» What to do
In the copy, include no images, and repeat each entry precisely as written.

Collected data
════════════════

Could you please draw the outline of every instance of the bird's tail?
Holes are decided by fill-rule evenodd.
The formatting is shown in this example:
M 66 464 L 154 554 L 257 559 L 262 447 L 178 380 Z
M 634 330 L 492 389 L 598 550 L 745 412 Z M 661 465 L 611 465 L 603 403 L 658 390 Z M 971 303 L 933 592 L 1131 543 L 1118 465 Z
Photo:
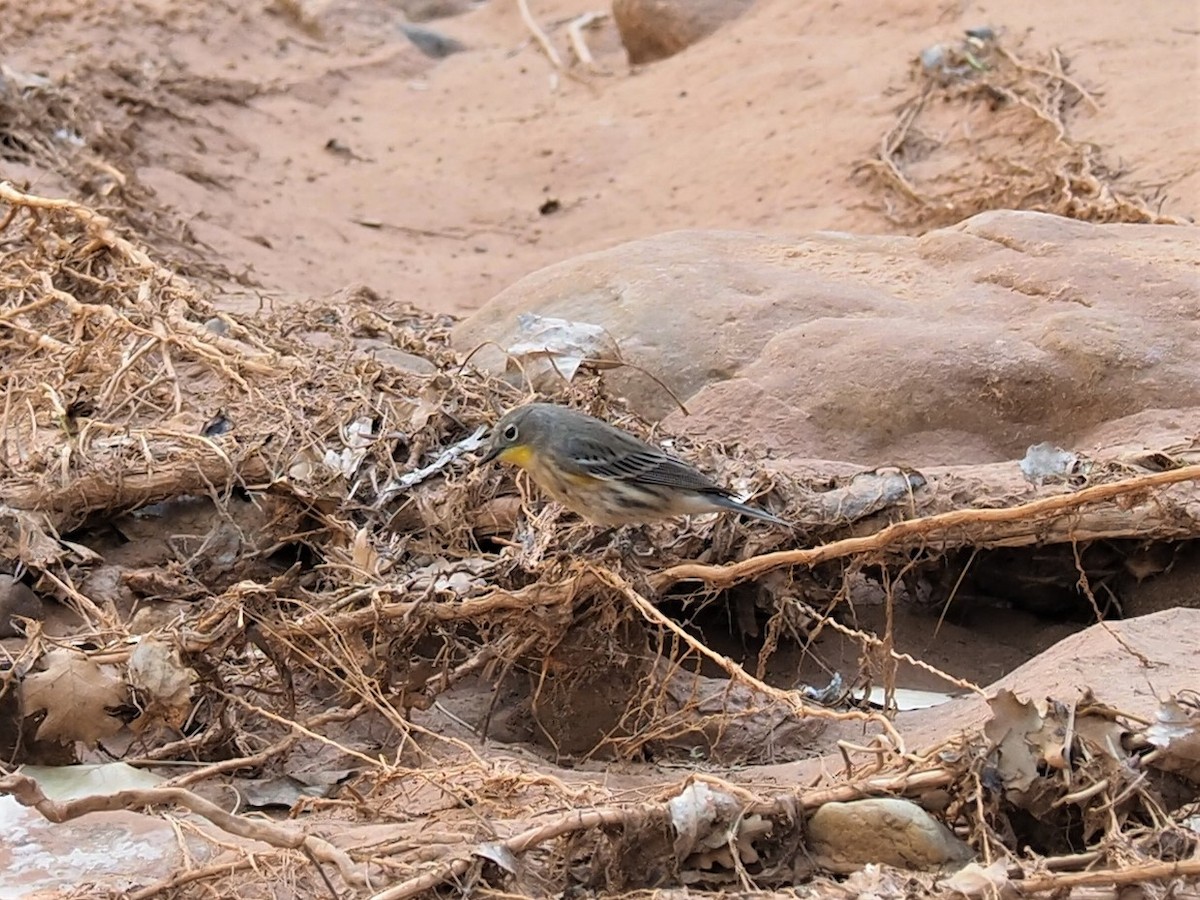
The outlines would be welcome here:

════════════════

» Task answer
Could you please draw the outline of every instance of the bird's tail?
Holes are decided by fill-rule evenodd.
The formatting is shown in this example:
M 66 464 L 154 554 L 257 559 L 262 447 L 178 380 Z
M 634 330 L 492 389 L 598 550 L 745 412 Z M 661 465 L 611 465 L 603 403 L 658 390 Z M 971 303 L 933 592 L 1131 543 L 1118 465 Z
Photo:
The outlines would be welcome here:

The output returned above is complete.